◆ THE TASK: Copy out all the entries word for word.
>> Begin DATA EXCERPTS
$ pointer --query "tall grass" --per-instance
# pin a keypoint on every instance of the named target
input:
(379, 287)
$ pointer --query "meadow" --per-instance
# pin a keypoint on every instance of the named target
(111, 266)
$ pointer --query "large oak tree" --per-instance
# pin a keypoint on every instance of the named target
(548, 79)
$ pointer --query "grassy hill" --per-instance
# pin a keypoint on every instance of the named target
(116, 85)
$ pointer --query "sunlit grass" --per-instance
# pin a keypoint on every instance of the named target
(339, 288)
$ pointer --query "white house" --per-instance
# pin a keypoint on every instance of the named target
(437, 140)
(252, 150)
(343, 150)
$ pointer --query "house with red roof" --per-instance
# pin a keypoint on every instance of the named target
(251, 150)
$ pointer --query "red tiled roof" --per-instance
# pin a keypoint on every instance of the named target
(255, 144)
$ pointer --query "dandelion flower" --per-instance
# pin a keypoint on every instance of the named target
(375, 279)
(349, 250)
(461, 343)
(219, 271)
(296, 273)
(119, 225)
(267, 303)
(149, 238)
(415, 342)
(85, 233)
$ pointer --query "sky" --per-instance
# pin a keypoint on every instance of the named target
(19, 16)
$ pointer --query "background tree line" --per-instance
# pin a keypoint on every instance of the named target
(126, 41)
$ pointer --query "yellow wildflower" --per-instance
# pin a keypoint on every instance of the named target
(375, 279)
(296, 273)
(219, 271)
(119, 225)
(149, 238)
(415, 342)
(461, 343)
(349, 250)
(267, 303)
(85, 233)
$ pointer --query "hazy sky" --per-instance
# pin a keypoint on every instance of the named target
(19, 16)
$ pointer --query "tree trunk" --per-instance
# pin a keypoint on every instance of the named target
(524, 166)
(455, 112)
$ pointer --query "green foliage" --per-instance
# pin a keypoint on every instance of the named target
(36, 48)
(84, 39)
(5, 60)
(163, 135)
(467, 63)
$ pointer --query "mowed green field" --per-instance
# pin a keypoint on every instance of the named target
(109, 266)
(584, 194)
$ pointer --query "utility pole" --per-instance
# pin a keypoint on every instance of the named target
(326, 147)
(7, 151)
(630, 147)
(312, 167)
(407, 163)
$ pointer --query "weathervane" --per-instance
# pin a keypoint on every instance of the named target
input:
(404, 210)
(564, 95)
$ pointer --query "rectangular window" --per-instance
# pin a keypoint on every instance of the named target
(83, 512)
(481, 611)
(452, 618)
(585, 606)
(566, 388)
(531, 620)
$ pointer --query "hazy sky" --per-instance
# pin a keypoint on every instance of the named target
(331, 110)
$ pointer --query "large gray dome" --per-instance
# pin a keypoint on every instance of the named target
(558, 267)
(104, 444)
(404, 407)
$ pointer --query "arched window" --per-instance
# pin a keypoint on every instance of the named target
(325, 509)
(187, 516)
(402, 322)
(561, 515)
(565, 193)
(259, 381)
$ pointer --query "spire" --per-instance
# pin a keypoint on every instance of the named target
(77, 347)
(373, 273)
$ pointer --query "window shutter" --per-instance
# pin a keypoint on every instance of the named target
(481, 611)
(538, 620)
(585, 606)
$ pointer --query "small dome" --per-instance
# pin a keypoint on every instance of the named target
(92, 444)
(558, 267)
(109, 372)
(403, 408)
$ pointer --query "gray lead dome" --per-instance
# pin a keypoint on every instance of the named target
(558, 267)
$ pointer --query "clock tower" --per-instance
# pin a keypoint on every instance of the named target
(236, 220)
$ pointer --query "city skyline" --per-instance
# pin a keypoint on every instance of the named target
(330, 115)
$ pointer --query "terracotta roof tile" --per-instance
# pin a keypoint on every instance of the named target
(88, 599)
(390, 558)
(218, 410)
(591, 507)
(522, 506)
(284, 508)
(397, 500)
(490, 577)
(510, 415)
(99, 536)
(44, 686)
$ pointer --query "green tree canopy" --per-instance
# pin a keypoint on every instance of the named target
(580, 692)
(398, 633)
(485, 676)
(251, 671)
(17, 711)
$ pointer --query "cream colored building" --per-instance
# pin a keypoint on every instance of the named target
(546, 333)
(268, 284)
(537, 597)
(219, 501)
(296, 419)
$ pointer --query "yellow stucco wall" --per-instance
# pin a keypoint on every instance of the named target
>> End DATA EXCERPTS
◆ SOLUTION:
$ pointer --query "tall grass" --per-instance
# pin a keypoint on every instance of the named target
input:
(379, 287)
$ pointer --query "meadow" --per-instance
# pin a keypoint on every instance of the named target
(111, 266)
$ pointer --query "large oak tree" --per-instance
# pin a keypoint on every instance of the named target
(548, 79)
$ pointer --query "grassy hill" --per-instance
# pin a keypoint on every instance of the named target
(116, 85)
$ pointer --query "sunlit grass" --per-instance
# pin a keypoint on every instance of the named target
(339, 288)
$ pointer --query "white house" --per-instance
# pin a keypoint on every instance of the named target
(437, 140)
(252, 150)
(343, 150)
$ pointer --query "house with red roof" --per-instance
# pin a keypoint on every instance of the named target
(251, 150)
$ pointer --query "red tiled roof" --per-instance
# pin a keypoint on every instance of the named target
(255, 144)
$ pointer --query "dandelion flower" --per-instance
# pin a keypoint on every instance of the named target
(375, 279)
(349, 250)
(461, 343)
(219, 271)
(296, 273)
(119, 225)
(267, 303)
(149, 238)
(415, 342)
(85, 233)
$ pointer --query "sky" --per-instance
# pin a keypoint on every instance of the named target
(19, 16)
$ pointer --query "background tree line" --per-instance
# pin a keypoint on every instance of the named target
(126, 41)
$ pointer --query "yellow wildflower" --per-instance
# pin a keypoint on every instance of the named target
(375, 279)
(296, 273)
(219, 271)
(119, 225)
(149, 238)
(415, 342)
(461, 343)
(349, 250)
(267, 303)
(85, 233)
$ pointer --query "hazy sky" --per-instance
# pin a keypoint on every instance of the named target
(19, 16)
$ pointer --query "tree trunk" --per-instance
# pin a keypoint on every instance of the named target
(524, 166)
(455, 112)
$ pointer --query "green foliage" --per-instance
# pin a keypoint on every instance of the named target
(36, 48)
(84, 39)
(5, 60)
(163, 135)
(467, 63)
$ pointer --query "mowed green field" --per-instance
# pin a keypoint on every instance of the named target
(109, 266)
(584, 194)
$ pointer --query "utility pole" --per-instance
# pin a keypoint on every instance of the named target
(326, 147)
(7, 151)
(630, 147)
(312, 167)
(407, 163)
$ pointer --query "weathervane" --per-instance
# pin a keypoint on every instance of the named target
input:
(404, 210)
(564, 95)
$ pointer --query "rectangular window" --per-instance
# pin a keypoint on every instance of the named target
(83, 512)
(481, 611)
(452, 618)
(585, 606)
(566, 388)
(531, 620)
$ pointer --query "hazy sky" --per-instance
# pin a keypoint on every instance of the named target
(331, 110)
$ pointer --query "large gray dome" --per-instance
# pin a keypoint on every instance of the named target
(558, 267)
(104, 444)
(404, 407)
$ pointer --query "arched window" --per-instance
# pin a keypoint on every instance of the named target
(325, 509)
(187, 516)
(402, 322)
(561, 515)
(565, 193)
(259, 381)
$ pointer --query "spire" --per-instance
# pin a keypoint on every instance of the named target
(77, 347)
(373, 273)
$ pointer --query "window shutter" --per-instance
# pin a keypoint on every instance of the named target
(481, 611)
(538, 620)
(585, 606)
$ pointer --query "small dome" --per-instance
# pin a keypoint on every instance of the named target
(92, 444)
(558, 267)
(109, 372)
(403, 408)
$ pointer --query "gray lead dome" --per-instance
# pin a keypoint on every instance of the named target
(558, 267)
$ pointer --query "clock tower" --per-instance
# pin a keypoint on every instance of the named target
(236, 220)
$ pointer --query "city skyline" --per-instance
# pin a keypoint on every instance of the named target
(330, 115)
$ pointer --query "terracotta roof tile" --per-instance
# pin a keypoint on every instance of the named target
(88, 599)
(390, 558)
(218, 410)
(591, 507)
(522, 506)
(284, 508)
(397, 500)
(490, 577)
(510, 415)
(99, 536)
(44, 686)
$ pointer --query "green tree canopy" --per-instance
# pin a keypoint on every instance of the named target
(580, 692)
(398, 633)
(485, 676)
(251, 671)
(17, 711)
$ pointer --query "cream colored building" --per-instance
# pin a keypoint on every instance of the named target
(546, 333)
(268, 284)
(537, 597)
(219, 501)
(296, 419)
$ pointer --query "yellow stucco wall" --per-instance
# pin a keypoint on every instance of the named target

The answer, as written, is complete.